> Work task:
Every record is to be returned as written, with no omissions.

> Data for analysis:
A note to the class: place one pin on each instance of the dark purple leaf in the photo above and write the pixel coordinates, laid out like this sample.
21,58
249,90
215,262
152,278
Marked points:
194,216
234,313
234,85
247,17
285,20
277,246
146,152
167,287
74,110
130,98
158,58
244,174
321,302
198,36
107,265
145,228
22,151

> Output of the exercise:
A note to the class: place one pin on each instance of the dark purple leaf in the photo above and write the pixel coordinates, laid out like this sample.
21,58
249,90
215,262
152,278
Marked points:
194,216
234,313
234,85
247,17
285,20
277,246
146,152
167,287
74,110
130,98
158,58
244,174
321,302
198,36
107,265
145,228
22,151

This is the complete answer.